• _EXERCISE REQUIREMENTS_
Convert the listing below, from its start through the line containing "[(801, 593)]", into a two-column CSV with the headers instruction and answer, each row pairing an instruction text with its answer, every field quoted and line breaks replaced by spaces. Leave out the pictures.

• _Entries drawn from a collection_
--------------------
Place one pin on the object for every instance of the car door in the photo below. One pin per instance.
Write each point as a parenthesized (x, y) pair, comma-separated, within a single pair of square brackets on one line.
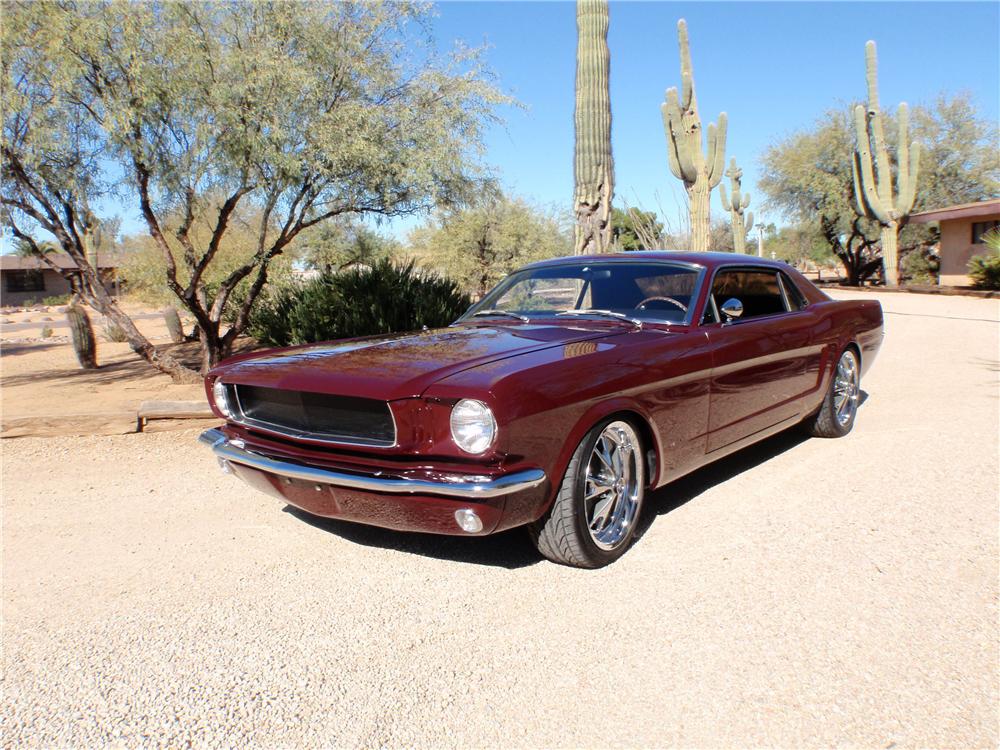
[(760, 361)]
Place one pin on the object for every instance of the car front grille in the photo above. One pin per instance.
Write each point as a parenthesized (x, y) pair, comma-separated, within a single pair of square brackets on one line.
[(317, 416)]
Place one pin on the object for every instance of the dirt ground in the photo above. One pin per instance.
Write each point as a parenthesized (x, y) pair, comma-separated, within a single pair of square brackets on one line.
[(42, 378), (802, 593)]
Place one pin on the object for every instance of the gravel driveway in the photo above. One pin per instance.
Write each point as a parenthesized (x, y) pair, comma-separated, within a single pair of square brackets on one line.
[(801, 593)]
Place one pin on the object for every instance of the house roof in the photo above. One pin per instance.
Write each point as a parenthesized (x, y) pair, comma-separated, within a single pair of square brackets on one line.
[(962, 211), (19, 263)]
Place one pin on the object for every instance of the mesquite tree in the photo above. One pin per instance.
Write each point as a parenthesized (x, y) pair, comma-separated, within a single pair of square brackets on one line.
[(700, 171), (873, 190), (593, 168), (295, 113), (740, 219)]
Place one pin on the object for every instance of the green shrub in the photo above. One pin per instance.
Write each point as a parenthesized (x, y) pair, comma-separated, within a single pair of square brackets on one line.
[(984, 270), (386, 298), (920, 267)]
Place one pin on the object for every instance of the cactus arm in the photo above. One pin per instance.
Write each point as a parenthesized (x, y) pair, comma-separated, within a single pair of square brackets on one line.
[(671, 112), (859, 201), (717, 150), (687, 73), (906, 181), (864, 159), (871, 74), (725, 200), (878, 145)]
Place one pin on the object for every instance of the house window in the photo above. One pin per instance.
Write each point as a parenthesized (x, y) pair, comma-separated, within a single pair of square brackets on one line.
[(979, 228), (25, 281)]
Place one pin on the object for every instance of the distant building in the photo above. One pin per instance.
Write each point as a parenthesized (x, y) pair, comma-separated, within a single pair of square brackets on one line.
[(962, 230), (31, 280)]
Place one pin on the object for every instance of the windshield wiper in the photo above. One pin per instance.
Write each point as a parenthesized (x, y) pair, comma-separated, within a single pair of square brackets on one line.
[(604, 313), (508, 313)]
--------------------
• _OUTPUT_
instruction,answer
"Place one pin on the object for every instance of the car door in the photo below. One pin per instance. Write each point as a parenthesized (x, y) pair, comma-separated, within a single pair of square brackets on one line.","[(760, 361)]"
"Place one pin on the object for every instance of the car front grille in the photo above. One pin per instance. Write each point as a parenthesized (x, y) pair, comma-separated, within a single pair of square brackets on one line.","[(317, 416)]"
"Place one pin on the object for every instance of the dirt ground in the photo above. One pin per instance. Write each point as a parenthesized (x, y) pair, comma-separated, within a single pair of square brackets on one line.","[(42, 378), (802, 593)]"
"Place one pin on the object for every instance of the gravel driveway in the photo above. One pin per instance. Write each point as a parenthesized (x, y) pair, comma-separated, within a single pair of square brackets on one line.","[(801, 593)]"